Dataset records:
*** Block opens ***
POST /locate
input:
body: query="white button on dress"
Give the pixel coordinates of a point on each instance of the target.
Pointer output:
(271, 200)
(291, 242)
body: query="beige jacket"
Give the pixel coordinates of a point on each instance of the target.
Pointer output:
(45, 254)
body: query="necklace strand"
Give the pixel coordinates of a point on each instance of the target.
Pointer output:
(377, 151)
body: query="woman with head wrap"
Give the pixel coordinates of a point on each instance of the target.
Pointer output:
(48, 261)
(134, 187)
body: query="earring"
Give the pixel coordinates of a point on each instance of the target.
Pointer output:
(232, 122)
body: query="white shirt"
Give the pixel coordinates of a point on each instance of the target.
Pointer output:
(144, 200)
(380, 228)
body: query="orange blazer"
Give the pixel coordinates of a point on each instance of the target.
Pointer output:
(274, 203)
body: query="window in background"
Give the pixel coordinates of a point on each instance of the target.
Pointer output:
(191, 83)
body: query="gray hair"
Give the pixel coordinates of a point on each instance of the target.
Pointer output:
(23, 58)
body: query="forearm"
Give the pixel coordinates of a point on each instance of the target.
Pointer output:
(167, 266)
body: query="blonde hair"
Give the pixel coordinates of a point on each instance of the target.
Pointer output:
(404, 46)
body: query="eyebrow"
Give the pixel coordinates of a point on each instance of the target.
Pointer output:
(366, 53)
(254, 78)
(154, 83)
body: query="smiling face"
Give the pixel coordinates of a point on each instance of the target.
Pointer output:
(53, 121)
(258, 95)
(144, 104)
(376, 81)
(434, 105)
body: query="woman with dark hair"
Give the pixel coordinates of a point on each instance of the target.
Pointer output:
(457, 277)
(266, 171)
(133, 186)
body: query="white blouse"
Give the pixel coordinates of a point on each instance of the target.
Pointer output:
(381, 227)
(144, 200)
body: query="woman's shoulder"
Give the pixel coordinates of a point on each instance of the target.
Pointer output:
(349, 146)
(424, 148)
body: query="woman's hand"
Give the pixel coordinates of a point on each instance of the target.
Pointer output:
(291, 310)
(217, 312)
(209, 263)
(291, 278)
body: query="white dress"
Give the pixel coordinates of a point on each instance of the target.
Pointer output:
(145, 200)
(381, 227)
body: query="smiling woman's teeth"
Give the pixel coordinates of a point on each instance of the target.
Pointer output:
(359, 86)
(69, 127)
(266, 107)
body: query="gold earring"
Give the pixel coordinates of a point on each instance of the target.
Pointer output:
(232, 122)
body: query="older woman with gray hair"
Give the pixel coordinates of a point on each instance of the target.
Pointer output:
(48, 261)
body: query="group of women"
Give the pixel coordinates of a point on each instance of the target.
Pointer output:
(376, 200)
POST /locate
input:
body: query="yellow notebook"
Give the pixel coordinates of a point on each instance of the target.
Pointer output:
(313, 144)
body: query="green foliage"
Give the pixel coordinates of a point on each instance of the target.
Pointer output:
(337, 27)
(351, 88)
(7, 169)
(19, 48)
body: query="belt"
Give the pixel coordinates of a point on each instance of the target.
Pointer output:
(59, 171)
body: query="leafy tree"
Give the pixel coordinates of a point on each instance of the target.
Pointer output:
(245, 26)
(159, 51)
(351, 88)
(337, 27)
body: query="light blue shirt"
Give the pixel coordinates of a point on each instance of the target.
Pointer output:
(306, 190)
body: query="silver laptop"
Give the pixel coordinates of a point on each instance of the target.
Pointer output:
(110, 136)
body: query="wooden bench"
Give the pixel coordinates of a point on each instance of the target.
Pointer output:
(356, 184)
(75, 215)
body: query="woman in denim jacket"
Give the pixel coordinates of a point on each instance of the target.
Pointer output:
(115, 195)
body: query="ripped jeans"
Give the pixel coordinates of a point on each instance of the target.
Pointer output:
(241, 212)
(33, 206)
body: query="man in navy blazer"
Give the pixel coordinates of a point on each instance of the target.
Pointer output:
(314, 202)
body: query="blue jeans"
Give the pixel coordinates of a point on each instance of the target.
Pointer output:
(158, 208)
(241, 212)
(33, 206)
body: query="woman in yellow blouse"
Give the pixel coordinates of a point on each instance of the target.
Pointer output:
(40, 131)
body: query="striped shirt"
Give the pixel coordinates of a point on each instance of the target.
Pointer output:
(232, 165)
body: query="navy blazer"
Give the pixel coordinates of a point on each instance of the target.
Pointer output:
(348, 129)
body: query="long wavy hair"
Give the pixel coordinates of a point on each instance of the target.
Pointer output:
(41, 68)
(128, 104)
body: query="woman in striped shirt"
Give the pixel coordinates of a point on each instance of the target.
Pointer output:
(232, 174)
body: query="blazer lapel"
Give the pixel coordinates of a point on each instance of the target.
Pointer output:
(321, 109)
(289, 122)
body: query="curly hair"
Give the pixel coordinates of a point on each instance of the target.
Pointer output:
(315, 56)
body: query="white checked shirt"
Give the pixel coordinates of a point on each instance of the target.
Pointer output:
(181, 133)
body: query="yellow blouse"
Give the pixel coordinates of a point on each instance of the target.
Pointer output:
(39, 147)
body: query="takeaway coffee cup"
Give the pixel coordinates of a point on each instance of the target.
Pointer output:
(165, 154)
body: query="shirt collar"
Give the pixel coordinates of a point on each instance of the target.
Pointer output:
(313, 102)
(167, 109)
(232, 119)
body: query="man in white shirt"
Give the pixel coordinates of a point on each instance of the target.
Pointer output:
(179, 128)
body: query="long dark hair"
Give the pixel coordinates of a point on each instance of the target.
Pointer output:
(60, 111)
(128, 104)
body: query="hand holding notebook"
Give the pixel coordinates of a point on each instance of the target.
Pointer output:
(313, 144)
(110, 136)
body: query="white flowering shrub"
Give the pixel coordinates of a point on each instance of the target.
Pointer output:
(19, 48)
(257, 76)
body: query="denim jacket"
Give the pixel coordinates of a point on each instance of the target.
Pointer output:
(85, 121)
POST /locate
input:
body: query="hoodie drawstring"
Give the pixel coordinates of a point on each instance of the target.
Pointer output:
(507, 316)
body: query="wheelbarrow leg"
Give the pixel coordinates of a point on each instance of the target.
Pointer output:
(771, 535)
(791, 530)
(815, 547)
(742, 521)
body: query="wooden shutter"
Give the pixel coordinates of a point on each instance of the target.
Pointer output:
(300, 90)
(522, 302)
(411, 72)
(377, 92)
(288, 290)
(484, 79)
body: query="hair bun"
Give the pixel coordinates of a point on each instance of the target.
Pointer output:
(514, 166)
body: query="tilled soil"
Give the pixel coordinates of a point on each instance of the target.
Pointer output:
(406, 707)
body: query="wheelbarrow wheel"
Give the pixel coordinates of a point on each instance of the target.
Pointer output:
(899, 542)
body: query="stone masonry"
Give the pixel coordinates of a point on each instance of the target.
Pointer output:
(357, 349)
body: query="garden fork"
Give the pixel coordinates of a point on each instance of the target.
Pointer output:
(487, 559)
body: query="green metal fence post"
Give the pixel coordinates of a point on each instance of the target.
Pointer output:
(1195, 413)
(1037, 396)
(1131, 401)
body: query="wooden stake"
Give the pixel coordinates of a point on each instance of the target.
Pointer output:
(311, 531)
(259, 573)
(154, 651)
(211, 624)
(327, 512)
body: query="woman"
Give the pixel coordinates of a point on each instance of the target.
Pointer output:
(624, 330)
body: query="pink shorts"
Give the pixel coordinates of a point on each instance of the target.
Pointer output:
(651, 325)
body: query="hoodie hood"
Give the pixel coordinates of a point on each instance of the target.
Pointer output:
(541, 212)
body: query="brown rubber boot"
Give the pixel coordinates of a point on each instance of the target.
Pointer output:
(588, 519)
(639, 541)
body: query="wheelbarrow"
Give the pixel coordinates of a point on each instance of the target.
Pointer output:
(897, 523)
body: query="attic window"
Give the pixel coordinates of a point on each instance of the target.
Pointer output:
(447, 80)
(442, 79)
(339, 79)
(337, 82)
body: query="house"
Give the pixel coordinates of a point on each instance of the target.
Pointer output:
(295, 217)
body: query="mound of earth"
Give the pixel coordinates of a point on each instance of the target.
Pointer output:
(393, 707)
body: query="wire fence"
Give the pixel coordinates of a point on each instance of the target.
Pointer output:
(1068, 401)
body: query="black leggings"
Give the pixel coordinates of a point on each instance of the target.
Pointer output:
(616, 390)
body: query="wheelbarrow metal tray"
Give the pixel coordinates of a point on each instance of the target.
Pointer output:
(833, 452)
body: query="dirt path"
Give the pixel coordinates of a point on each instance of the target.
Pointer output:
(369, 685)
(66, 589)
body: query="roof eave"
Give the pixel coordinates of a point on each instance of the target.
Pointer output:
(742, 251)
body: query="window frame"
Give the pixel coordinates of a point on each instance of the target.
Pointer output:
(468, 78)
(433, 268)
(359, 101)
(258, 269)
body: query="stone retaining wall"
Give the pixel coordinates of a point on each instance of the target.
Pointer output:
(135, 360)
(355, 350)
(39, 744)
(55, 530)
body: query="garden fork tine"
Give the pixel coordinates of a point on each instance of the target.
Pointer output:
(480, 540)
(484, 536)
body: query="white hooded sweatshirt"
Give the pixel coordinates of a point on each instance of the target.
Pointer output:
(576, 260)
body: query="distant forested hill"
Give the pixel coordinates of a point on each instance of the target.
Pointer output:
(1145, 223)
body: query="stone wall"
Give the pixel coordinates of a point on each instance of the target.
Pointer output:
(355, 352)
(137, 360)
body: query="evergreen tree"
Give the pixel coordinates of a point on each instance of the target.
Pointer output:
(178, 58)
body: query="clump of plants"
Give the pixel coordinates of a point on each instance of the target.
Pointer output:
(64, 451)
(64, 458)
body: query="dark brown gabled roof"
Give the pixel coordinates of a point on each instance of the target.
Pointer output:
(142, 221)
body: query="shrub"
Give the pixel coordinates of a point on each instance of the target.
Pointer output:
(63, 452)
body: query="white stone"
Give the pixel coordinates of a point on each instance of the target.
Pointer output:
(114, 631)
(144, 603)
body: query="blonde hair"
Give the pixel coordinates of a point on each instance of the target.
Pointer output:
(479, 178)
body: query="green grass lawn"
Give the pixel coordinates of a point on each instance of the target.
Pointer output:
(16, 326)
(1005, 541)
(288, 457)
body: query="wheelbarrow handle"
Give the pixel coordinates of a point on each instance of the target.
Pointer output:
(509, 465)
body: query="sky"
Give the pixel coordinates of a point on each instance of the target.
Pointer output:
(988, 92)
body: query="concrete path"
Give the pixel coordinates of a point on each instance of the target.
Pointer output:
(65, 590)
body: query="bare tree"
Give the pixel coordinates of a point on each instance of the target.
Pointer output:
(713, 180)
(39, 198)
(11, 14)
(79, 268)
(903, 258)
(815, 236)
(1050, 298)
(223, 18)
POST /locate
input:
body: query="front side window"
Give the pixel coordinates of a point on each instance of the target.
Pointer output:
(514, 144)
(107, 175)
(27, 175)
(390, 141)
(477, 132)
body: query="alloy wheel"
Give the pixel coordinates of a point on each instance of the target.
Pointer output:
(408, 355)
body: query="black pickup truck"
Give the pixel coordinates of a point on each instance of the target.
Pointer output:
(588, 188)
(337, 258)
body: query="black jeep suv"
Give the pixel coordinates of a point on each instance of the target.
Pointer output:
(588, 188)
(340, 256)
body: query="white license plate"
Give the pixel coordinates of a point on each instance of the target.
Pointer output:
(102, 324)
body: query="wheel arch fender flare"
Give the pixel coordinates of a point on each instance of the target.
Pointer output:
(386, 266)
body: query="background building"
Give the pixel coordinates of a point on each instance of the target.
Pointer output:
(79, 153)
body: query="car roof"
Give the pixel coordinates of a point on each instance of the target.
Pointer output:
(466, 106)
*** Block closes ***
● **What the task requires**
Search the entries above for the word "blouse" and copy each line where it appears.

● **Problem solution**
body: query="white blouse"
body: query="woman in yellow blouse"
body: query="yellow blouse"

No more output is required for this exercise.